## Excerpt provided
6. Indemnification. After
Registrable Securities are included in a Registration Statement under this
Agreement:
(a) To
the
extent permitted by law, the Company will indemnify and hold harmless, the
Investor(s), the directors, if any, of the Investor(s), the officers, if any,
of
the Investor(s), each person, if any, who controls Investor(s) within the
meaning of the Securities Act or the Securities Exchange Act of 1934, as amended
(the “Exchange Act”) (each, an “Indemnified Person”), against any losses,
claims, damages, liabilities or expenses (joint or several) incurred
(collectively, “Claims”) to which any of them may become subject under the
Securities Act, the Exchange Act or otherwise, insofar as such Claims (or
actions or proceedings, whether commenced or threatened, in respect thereof)

## Stated task
Shorten the paragraph of the indemnification excerpt that begins "6. Indemnification. After" into one brief sentence that keeps its main facts.

## Material shown
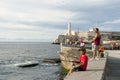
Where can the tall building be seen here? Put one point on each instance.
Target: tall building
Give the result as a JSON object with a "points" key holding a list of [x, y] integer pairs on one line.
{"points": [[69, 29]]}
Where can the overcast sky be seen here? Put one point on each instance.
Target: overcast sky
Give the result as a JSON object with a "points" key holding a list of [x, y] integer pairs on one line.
{"points": [[44, 20]]}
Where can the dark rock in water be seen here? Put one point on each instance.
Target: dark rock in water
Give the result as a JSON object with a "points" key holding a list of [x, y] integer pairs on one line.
{"points": [[52, 60]]}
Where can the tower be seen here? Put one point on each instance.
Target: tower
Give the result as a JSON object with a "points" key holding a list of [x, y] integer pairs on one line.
{"points": [[69, 29]]}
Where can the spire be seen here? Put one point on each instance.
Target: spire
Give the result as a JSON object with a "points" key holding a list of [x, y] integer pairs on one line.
{"points": [[69, 28]]}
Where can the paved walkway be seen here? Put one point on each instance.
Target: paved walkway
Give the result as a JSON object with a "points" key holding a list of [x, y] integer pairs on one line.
{"points": [[113, 66]]}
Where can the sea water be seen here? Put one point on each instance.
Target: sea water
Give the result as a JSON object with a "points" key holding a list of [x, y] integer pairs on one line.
{"points": [[12, 53]]}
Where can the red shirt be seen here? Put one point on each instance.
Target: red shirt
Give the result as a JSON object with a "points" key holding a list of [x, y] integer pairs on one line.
{"points": [[97, 40], [84, 59]]}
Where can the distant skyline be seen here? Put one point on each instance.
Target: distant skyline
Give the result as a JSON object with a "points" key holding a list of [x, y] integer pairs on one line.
{"points": [[44, 20]]}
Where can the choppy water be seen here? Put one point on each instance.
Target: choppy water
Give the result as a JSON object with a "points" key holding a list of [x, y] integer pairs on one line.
{"points": [[15, 53]]}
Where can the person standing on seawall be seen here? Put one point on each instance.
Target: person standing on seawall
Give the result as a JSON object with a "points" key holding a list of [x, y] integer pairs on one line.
{"points": [[96, 41]]}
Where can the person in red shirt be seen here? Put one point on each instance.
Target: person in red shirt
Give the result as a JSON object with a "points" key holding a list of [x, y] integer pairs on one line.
{"points": [[80, 65]]}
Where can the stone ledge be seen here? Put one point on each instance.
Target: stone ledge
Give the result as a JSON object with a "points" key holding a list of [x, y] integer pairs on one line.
{"points": [[95, 71]]}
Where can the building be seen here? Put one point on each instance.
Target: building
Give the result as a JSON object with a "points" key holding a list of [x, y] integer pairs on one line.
{"points": [[89, 35]]}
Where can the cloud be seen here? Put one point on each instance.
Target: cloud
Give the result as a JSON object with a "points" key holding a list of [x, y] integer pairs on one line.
{"points": [[113, 22], [45, 20]]}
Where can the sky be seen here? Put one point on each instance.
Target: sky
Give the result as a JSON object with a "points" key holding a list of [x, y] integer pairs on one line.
{"points": [[44, 20]]}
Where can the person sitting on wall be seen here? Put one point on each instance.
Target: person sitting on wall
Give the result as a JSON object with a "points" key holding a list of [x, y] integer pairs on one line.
{"points": [[80, 65], [101, 51]]}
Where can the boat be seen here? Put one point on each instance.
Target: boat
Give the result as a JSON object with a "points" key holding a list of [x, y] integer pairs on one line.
{"points": [[27, 64]]}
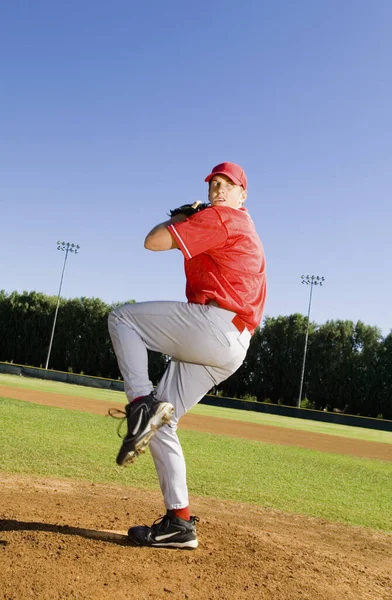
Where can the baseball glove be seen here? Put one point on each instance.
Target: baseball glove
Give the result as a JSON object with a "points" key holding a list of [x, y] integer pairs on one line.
{"points": [[188, 209]]}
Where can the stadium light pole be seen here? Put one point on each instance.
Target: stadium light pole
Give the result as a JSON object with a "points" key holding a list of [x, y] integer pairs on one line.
{"points": [[65, 247], [308, 280]]}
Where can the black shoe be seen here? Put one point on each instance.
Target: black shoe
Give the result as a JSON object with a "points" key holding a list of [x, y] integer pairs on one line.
{"points": [[144, 417], [166, 532]]}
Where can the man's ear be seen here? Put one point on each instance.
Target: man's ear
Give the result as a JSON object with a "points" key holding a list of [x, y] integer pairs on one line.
{"points": [[244, 195]]}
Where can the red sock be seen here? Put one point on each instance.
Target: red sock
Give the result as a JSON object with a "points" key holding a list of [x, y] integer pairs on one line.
{"points": [[181, 513]]}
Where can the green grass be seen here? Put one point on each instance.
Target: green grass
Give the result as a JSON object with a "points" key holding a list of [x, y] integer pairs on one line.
{"points": [[360, 433], [55, 442]]}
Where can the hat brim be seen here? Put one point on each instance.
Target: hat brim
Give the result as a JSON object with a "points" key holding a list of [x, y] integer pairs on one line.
{"points": [[228, 174]]}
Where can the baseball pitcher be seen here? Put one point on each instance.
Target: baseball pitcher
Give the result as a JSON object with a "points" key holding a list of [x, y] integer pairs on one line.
{"points": [[207, 338]]}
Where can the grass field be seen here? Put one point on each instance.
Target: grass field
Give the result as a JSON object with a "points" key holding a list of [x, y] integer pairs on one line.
{"points": [[56, 442], [359, 433]]}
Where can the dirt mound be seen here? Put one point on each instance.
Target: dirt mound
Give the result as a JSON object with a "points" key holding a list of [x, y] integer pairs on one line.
{"points": [[66, 539]]}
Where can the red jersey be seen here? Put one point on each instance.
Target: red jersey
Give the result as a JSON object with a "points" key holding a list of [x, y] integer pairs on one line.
{"points": [[224, 261]]}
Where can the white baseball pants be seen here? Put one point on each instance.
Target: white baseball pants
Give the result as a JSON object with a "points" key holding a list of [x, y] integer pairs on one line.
{"points": [[205, 349]]}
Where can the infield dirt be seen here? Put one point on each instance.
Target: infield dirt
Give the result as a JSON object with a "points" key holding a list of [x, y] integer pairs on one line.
{"points": [[63, 539]]}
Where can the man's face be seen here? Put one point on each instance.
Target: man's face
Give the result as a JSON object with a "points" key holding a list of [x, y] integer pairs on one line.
{"points": [[223, 192]]}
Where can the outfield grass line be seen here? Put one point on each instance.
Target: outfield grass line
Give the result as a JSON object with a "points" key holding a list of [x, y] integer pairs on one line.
{"points": [[295, 480], [67, 389]]}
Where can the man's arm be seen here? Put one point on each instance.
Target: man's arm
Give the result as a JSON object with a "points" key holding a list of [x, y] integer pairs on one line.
{"points": [[160, 238]]}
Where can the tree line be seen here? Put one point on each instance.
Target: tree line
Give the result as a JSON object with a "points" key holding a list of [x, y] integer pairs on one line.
{"points": [[348, 365]]}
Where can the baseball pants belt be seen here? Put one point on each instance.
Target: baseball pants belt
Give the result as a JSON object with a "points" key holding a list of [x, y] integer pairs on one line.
{"points": [[238, 323]]}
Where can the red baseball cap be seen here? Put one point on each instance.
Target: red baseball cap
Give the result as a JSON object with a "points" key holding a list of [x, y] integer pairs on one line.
{"points": [[231, 170]]}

## Output below
Section 6 sets out indemnification terms that apply once Registrable Securities are included in a Registration Statement under the Agreement.